AVAILABLE DATA section start

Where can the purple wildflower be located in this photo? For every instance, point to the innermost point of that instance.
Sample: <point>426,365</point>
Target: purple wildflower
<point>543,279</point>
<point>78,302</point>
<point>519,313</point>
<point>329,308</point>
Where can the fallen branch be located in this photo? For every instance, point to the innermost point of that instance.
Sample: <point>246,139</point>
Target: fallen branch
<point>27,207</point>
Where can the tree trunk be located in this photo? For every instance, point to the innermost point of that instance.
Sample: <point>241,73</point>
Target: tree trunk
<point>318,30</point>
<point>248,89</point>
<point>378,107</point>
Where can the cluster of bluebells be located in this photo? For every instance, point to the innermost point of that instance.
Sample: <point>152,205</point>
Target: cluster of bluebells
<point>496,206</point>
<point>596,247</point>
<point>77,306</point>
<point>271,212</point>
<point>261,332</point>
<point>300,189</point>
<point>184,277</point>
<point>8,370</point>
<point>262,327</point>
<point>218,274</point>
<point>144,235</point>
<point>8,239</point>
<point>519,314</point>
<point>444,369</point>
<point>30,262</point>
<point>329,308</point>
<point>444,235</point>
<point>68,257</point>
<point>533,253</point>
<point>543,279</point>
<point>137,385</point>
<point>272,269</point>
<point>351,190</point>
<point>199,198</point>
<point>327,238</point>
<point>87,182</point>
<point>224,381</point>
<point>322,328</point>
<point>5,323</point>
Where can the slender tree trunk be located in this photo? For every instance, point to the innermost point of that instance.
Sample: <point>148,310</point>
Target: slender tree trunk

AVAILABLE DATA section end
AVAILABLE DATA section start

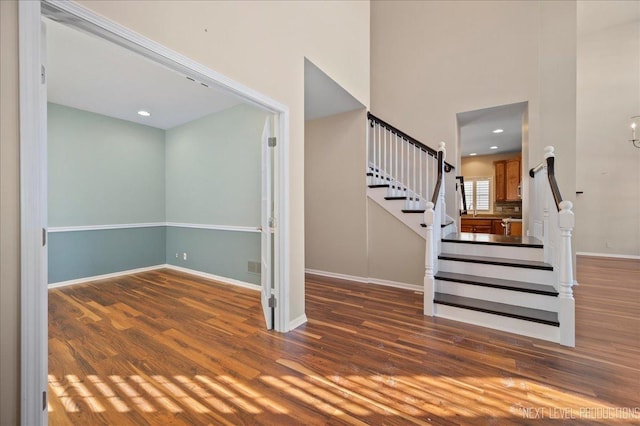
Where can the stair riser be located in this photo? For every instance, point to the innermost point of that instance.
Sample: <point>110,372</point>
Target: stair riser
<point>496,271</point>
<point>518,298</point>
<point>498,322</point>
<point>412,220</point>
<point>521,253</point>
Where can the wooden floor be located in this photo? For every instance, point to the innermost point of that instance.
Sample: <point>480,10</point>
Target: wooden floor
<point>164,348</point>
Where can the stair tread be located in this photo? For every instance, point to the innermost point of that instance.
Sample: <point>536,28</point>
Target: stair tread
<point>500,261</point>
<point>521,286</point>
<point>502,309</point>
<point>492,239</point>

AVAILABLE DATA section end

* EXERCISE REQUIREMENTS
Would you print, exactly as written, every line above from the one holding "Sample: <point>148,310</point>" through the one holding "Target: slender tree trunk", with both included and no other lines?

* REPLY
Sample: <point>148,310</point>
Target: slender tree trunk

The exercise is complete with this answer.